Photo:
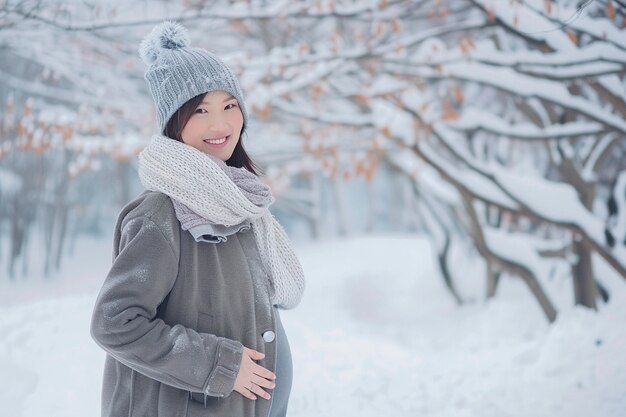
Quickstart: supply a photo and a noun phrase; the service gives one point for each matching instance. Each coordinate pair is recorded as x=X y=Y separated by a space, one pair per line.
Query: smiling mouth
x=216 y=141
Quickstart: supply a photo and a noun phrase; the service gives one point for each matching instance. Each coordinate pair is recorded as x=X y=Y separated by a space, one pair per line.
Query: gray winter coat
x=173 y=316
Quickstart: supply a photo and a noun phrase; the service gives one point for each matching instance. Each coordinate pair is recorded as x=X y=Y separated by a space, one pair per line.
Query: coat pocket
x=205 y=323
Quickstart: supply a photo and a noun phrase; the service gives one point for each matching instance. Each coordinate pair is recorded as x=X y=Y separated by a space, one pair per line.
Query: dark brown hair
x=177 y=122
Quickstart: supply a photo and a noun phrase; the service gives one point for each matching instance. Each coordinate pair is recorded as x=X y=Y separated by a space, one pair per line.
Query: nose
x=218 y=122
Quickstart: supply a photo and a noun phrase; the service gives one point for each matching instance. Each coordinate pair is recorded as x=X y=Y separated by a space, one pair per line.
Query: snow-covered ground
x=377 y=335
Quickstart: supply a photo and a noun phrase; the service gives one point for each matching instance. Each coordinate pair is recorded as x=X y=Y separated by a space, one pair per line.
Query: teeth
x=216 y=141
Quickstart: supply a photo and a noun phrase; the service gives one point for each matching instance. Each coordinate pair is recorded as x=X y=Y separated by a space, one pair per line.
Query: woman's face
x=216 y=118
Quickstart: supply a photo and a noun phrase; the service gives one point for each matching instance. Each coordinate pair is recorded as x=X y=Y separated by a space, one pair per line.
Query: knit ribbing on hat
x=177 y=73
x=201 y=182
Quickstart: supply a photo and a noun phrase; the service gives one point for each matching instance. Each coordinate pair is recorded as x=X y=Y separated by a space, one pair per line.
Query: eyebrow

·····

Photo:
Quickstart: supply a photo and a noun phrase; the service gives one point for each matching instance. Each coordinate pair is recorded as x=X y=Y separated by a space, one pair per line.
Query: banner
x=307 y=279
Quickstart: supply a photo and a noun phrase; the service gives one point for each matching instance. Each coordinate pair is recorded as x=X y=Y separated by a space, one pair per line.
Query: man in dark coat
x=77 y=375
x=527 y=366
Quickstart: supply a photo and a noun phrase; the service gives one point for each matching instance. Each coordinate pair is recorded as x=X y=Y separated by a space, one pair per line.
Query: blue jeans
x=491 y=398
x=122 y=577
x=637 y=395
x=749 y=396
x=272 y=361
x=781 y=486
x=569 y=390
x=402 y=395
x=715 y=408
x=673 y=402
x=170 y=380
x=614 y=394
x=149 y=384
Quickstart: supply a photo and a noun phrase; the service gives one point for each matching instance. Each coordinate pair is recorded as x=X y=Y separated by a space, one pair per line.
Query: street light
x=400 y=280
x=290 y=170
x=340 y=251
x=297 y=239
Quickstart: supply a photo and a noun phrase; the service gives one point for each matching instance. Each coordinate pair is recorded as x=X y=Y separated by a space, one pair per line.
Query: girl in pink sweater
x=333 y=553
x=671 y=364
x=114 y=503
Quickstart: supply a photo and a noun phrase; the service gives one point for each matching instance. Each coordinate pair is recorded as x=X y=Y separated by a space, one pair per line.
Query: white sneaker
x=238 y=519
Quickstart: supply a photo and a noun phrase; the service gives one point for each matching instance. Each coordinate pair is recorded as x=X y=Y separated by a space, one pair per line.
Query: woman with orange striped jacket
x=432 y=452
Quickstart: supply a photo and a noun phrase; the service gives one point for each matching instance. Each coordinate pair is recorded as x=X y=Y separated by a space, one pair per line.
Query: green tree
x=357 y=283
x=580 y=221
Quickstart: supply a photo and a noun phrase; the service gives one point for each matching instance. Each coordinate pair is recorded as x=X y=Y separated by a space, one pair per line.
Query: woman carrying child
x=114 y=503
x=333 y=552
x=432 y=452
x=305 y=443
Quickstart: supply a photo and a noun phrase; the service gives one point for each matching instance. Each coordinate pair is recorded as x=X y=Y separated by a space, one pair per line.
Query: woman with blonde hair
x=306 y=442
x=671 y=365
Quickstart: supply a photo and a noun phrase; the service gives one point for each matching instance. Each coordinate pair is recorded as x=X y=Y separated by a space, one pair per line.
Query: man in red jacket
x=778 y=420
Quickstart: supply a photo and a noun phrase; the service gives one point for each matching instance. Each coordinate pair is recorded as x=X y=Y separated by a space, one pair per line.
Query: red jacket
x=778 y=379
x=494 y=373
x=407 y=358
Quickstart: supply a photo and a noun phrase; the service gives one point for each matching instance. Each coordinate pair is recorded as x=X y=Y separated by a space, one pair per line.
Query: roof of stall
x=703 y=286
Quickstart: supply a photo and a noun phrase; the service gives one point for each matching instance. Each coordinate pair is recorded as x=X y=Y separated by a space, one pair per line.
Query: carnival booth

·····

**What the exercise asks:** In the listing above, find the line with "Query: red jacket" and the line with "Query: carnival booth"; set down exactly those two lines and every line between them, nothing more.

**Written solution:**
Query: red jacket
x=778 y=379
x=494 y=373
x=407 y=358
Quickstart: supply a photo and a noun phrase; the service gives one point for each matching instance. Each coordinate pair is recorded as x=X y=Y separated by a space, one pair per line.
Query: roof of stall
x=703 y=286
Quickstart: supply a photo and a noun phrase; the service gives one point for each matching instance. Each coordinate pair is recorded as x=X y=Y separated by a space, one pair per line.
Query: carnival booth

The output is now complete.